- [Problem statement] Update the entries from their first line through the line containing "instruction: mark the region of every instance of the weathered" by replacing "weathered wood surface" with "aged timber surface", leaving all other text unchanged. Return only those lines.

- [Supplied records]
+ + + + +
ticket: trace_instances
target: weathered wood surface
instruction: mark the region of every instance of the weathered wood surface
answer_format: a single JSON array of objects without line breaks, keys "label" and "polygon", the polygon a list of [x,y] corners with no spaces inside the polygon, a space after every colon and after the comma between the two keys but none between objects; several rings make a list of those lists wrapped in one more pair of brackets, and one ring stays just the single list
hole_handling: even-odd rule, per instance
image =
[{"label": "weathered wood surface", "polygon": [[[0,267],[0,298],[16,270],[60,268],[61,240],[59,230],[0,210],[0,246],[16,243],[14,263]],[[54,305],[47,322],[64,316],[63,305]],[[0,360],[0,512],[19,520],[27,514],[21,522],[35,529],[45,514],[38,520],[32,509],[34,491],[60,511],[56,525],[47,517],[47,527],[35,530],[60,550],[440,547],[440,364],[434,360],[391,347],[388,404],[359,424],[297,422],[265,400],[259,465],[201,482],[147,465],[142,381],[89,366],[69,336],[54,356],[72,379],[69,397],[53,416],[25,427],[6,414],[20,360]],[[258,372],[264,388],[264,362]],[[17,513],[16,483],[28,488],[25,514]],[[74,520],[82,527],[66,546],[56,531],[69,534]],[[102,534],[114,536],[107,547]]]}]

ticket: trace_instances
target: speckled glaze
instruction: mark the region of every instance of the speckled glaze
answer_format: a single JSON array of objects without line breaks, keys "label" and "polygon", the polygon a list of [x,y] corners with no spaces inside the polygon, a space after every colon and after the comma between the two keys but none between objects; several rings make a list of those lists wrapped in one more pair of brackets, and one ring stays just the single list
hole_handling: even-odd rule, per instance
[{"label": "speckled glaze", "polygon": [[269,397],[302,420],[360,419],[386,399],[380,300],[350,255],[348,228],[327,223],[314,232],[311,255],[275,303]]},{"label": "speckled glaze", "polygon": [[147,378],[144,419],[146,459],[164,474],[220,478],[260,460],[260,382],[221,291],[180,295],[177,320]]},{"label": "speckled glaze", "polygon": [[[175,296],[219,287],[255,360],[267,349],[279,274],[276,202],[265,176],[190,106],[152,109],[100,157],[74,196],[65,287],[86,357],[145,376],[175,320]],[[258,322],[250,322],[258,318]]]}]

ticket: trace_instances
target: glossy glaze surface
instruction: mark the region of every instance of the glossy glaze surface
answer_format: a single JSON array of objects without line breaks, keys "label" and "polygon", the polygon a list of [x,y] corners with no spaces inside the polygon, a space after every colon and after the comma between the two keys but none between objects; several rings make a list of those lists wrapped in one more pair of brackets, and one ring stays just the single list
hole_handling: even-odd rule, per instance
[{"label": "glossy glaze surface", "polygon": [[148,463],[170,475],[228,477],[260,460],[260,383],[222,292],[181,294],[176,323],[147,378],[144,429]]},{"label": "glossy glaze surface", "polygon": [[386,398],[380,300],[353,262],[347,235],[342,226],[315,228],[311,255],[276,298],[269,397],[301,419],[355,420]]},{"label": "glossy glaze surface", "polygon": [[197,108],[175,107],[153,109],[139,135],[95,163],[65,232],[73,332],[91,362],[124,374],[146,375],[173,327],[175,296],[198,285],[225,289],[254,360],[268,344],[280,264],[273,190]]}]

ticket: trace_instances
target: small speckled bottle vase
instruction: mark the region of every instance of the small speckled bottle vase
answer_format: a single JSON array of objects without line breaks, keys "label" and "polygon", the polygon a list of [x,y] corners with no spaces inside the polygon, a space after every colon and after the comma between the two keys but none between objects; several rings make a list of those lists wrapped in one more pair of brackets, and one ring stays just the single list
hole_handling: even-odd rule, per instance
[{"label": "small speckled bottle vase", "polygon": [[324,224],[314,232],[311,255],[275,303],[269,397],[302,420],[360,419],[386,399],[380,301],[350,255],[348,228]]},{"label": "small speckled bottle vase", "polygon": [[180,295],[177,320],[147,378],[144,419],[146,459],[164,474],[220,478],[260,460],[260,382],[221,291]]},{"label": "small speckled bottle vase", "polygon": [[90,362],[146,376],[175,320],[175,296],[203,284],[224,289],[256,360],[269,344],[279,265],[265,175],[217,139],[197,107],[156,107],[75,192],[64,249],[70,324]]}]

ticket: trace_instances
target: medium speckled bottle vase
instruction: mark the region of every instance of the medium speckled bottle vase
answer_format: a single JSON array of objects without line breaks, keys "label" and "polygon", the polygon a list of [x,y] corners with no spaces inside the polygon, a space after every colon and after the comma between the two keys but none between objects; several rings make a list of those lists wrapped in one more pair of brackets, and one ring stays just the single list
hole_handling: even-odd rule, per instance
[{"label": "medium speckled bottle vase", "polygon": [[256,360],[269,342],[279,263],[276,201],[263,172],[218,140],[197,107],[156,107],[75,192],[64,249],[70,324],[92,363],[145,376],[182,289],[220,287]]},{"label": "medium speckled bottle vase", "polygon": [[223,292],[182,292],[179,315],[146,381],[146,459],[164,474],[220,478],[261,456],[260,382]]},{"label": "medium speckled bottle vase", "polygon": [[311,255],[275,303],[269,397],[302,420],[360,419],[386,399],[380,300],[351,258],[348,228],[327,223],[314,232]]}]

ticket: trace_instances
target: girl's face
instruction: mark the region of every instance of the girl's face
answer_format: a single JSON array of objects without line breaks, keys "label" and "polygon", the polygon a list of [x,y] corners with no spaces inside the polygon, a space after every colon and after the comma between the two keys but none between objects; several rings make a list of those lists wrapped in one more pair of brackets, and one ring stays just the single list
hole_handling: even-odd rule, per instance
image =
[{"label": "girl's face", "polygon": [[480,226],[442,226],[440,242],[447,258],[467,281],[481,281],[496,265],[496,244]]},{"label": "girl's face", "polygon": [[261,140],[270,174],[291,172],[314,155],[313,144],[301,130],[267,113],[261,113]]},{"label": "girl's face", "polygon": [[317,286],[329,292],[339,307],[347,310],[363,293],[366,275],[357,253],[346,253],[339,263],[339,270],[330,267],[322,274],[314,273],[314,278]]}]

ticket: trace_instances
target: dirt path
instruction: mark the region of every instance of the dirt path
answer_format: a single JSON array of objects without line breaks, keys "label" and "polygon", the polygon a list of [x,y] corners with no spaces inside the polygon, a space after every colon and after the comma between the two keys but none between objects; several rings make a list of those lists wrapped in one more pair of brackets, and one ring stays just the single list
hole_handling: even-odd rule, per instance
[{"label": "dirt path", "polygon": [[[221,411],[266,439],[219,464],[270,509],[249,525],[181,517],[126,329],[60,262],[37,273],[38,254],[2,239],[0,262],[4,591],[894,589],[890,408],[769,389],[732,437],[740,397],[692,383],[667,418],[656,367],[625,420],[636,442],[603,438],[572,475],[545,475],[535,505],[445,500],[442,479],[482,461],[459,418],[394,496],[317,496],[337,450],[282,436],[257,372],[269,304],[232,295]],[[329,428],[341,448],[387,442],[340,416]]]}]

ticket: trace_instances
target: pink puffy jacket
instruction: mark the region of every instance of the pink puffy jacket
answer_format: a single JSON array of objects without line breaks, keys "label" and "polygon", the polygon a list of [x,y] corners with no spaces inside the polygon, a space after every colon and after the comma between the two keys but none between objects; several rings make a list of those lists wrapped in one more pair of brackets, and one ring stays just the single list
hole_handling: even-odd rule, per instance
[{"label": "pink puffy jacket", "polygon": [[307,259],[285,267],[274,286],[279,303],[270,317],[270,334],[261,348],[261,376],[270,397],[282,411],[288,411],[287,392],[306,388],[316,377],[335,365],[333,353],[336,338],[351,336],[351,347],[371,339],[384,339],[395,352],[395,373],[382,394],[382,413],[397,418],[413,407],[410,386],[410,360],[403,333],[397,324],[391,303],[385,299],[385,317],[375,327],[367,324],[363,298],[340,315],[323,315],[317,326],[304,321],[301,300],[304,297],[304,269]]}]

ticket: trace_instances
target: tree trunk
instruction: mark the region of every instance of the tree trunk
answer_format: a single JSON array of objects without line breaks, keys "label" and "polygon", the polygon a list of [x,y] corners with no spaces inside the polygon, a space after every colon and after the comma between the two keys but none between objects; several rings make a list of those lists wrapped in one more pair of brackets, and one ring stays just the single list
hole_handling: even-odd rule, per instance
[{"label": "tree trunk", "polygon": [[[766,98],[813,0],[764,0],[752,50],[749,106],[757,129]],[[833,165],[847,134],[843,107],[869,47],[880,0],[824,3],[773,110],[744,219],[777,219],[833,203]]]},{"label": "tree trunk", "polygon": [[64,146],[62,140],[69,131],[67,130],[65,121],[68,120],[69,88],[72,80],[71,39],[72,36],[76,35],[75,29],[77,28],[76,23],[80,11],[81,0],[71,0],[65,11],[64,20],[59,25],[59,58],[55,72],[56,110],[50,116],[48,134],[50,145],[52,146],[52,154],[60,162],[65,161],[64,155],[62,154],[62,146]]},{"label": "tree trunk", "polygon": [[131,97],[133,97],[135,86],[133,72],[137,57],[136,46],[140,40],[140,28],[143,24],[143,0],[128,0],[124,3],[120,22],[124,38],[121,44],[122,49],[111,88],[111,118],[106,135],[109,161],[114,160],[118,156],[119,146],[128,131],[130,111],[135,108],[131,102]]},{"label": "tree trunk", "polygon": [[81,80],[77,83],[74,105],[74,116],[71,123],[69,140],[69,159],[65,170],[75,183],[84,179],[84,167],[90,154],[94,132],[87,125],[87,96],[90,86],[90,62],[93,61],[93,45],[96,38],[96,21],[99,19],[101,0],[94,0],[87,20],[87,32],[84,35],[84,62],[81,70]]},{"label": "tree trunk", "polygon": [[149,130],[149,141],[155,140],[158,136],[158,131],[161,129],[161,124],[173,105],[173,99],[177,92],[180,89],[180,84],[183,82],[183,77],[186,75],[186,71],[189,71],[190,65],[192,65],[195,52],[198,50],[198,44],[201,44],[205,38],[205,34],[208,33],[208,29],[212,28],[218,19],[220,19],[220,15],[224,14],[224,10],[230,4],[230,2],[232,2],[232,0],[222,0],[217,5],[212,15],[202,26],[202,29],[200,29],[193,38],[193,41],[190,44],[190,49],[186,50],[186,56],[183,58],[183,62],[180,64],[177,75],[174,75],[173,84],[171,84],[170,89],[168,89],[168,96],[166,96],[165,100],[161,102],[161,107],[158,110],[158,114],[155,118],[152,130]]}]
+ + + + +
- [Output]
ticket: trace_instances
target: aged timber surface
instruction: mark the region of every instance of the aged timber surface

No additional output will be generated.